Source records:
##############################

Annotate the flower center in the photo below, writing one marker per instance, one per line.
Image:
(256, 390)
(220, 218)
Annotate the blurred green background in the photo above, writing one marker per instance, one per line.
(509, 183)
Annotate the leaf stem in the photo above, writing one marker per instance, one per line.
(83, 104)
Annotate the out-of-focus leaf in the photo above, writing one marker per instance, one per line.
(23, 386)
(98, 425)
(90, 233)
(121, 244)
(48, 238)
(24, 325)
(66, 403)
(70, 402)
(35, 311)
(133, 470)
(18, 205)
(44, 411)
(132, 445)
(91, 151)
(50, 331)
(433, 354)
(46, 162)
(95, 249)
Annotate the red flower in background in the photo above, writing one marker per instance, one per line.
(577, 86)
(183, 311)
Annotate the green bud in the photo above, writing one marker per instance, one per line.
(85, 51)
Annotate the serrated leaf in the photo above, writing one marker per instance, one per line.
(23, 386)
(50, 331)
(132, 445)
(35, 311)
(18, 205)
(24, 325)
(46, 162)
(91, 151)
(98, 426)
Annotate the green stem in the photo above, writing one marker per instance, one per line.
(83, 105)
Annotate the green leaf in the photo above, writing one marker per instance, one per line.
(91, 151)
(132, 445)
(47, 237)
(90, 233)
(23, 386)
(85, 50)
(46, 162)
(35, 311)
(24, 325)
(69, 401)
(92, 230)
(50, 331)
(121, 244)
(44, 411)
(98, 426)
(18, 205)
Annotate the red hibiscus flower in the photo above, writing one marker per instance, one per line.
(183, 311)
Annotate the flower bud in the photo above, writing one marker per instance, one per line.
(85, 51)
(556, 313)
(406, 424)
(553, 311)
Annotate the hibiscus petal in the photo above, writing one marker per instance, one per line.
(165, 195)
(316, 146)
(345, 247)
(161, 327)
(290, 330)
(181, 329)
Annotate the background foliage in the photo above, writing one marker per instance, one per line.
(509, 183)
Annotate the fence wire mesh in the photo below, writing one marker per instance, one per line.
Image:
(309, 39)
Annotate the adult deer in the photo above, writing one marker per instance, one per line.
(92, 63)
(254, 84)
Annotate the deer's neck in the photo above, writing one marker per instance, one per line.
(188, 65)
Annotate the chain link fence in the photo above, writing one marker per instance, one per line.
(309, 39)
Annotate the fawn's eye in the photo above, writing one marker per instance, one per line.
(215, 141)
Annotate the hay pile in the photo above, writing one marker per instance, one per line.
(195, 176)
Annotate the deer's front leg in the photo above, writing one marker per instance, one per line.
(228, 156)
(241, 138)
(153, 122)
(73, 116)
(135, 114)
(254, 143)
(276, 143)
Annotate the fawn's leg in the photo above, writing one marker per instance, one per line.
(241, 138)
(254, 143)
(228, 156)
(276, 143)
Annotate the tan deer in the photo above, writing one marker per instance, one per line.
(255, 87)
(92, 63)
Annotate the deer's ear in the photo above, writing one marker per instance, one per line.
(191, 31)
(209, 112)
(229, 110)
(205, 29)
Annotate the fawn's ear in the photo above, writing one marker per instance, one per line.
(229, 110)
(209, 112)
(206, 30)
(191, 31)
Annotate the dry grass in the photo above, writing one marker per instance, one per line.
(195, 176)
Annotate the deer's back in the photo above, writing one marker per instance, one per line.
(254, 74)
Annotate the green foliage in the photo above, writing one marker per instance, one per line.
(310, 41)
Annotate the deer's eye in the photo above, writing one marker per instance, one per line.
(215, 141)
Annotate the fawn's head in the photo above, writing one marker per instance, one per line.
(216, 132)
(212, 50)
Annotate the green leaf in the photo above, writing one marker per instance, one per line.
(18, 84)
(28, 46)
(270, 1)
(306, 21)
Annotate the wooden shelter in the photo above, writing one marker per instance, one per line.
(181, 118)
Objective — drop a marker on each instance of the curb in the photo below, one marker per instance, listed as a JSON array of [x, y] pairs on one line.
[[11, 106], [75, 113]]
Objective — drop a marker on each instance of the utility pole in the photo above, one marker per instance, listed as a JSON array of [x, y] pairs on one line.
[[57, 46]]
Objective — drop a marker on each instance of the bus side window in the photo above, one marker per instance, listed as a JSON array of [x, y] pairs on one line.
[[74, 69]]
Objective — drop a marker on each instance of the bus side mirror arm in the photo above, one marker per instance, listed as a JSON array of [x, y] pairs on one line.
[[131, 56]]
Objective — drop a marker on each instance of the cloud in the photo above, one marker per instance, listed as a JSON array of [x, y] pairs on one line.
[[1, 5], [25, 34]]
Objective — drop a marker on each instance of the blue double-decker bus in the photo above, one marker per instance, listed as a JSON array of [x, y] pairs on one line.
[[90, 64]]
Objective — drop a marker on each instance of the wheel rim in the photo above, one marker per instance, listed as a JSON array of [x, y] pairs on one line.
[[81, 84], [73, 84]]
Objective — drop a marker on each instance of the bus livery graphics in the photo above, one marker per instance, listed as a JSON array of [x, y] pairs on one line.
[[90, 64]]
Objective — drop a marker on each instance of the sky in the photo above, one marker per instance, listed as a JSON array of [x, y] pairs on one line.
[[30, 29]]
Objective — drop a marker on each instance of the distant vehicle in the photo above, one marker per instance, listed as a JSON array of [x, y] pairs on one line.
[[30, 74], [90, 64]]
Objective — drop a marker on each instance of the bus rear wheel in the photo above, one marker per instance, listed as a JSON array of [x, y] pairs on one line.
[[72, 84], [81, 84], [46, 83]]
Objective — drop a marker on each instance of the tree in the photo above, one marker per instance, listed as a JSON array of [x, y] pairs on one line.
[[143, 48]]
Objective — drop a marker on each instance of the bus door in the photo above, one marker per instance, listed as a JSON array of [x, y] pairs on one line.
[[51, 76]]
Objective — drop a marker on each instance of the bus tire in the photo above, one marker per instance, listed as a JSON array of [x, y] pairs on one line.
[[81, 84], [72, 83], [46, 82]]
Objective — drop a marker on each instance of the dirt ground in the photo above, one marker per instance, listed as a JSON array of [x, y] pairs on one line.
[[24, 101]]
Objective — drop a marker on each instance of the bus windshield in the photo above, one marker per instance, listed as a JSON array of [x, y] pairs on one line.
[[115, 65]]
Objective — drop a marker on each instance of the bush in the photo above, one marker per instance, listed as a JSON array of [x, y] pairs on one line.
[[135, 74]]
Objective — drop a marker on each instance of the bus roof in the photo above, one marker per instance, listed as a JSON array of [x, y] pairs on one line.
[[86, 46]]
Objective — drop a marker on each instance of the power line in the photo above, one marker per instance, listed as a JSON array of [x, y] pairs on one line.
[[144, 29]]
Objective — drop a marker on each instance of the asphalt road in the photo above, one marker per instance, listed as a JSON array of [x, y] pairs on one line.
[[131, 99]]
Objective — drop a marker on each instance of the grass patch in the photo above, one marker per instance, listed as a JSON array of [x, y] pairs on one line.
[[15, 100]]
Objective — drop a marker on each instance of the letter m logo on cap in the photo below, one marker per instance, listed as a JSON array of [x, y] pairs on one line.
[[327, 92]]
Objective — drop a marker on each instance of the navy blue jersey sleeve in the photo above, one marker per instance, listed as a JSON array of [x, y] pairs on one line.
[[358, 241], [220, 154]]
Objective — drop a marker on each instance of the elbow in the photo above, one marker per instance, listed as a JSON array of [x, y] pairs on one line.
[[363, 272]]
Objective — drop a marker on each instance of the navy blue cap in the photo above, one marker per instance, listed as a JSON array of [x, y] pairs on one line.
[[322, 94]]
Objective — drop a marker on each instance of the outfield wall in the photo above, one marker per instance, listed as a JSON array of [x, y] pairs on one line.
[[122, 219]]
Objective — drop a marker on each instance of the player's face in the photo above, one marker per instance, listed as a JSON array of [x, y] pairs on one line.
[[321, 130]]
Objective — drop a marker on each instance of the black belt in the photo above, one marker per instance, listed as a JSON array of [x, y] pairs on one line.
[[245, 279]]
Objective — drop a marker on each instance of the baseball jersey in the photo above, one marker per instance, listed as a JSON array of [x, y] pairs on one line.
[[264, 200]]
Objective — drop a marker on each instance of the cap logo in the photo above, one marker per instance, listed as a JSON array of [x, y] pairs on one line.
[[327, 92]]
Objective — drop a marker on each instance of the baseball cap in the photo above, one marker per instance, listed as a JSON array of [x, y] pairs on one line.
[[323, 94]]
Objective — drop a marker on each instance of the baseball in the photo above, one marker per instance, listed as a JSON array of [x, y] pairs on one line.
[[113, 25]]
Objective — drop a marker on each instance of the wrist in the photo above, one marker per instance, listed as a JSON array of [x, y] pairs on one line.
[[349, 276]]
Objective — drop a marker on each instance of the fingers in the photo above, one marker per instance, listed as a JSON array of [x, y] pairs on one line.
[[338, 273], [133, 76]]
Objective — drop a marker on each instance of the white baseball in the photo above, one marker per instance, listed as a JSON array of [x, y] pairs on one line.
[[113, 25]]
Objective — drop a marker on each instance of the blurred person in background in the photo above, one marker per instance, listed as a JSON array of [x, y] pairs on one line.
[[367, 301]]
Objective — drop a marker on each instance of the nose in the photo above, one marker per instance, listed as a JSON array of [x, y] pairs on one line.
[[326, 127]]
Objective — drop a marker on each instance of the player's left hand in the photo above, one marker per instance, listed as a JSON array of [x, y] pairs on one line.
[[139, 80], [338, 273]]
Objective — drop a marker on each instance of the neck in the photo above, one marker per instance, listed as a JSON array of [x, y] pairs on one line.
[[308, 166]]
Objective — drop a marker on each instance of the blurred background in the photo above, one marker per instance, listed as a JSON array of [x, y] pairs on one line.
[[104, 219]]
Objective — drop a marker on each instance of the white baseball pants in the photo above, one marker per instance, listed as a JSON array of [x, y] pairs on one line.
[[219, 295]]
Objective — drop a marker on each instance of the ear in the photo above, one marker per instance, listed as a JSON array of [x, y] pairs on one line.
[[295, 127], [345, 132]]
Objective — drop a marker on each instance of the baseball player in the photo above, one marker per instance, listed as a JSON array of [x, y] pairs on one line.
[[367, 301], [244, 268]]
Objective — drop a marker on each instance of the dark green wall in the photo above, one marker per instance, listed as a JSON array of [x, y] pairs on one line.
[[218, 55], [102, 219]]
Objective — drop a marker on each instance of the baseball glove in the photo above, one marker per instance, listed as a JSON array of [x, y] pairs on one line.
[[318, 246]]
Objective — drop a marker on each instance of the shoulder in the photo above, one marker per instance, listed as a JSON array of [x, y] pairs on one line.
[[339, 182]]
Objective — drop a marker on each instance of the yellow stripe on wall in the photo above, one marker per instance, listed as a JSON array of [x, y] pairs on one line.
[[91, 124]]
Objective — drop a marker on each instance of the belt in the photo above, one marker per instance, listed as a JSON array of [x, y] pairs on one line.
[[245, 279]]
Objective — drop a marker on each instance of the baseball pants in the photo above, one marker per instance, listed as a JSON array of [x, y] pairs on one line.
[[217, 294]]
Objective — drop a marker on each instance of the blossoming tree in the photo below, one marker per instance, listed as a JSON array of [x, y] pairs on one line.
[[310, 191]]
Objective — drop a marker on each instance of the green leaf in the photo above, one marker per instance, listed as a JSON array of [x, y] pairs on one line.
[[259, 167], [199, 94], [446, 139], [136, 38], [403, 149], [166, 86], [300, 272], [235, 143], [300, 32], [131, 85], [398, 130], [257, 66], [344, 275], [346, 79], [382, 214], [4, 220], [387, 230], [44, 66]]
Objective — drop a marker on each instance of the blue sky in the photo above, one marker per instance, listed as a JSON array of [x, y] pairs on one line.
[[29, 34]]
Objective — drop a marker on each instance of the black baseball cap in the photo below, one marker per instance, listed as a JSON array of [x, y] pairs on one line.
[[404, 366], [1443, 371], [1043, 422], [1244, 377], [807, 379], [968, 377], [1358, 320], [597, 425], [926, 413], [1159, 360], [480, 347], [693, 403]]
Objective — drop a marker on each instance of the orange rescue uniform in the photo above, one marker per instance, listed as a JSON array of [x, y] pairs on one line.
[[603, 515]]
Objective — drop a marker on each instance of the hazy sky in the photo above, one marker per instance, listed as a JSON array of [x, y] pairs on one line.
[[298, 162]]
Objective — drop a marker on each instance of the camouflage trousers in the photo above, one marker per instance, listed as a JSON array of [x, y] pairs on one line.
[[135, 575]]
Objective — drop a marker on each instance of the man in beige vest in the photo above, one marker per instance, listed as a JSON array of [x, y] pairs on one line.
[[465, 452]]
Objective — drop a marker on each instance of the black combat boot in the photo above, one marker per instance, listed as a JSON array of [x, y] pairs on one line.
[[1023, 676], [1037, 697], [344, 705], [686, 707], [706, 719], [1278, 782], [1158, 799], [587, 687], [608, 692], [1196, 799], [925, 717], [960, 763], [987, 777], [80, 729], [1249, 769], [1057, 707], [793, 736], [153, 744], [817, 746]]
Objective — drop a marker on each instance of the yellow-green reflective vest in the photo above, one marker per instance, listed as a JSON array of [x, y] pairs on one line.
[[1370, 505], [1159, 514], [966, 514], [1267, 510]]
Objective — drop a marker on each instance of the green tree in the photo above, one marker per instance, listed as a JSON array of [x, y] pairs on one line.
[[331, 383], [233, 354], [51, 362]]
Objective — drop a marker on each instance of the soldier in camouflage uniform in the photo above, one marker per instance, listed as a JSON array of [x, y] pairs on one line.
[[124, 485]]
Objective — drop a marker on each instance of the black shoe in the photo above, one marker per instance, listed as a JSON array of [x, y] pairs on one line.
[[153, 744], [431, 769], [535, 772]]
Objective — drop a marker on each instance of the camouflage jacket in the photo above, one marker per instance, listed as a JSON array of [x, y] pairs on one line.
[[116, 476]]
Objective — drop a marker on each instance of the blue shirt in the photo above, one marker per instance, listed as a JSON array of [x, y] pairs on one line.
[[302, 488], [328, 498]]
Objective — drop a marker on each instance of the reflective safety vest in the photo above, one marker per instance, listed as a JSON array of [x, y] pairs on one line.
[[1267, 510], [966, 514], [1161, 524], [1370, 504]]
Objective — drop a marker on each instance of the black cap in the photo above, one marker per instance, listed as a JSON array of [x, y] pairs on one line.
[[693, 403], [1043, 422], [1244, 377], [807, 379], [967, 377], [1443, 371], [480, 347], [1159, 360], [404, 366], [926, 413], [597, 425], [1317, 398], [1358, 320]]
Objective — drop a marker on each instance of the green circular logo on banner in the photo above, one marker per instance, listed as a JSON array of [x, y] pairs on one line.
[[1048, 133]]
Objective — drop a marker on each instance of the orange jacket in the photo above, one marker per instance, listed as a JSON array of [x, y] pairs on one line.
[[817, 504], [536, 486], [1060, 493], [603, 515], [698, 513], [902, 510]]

##############################

### Stated goal
Retype only the lines running from the line with "the black cap" to the end of the listing, including both of those lines.

### Output for this task
Objective — drop a marker on each instance of the black cap in the photo above, one marker per instance, listed as a JSON array of [x, y] pairs on one line.
[[693, 403], [1043, 422], [1244, 377], [807, 379], [967, 377], [1443, 371], [480, 347], [1159, 360], [404, 366], [926, 413], [597, 425], [1317, 398], [1358, 320]]
Objective — drop a marker on each instance of the green circular logo on banner in the photo above, one marker per instance, listed as a JSON array of [x, y] pairs on one line.
[[1048, 133]]
Objective — drop a marker on each instance of the orange jacket in the photo above, one marker per instance, listed as a JSON array of [x, y] pairs on one line.
[[817, 504], [536, 486], [1060, 493], [603, 515], [698, 513], [902, 510]]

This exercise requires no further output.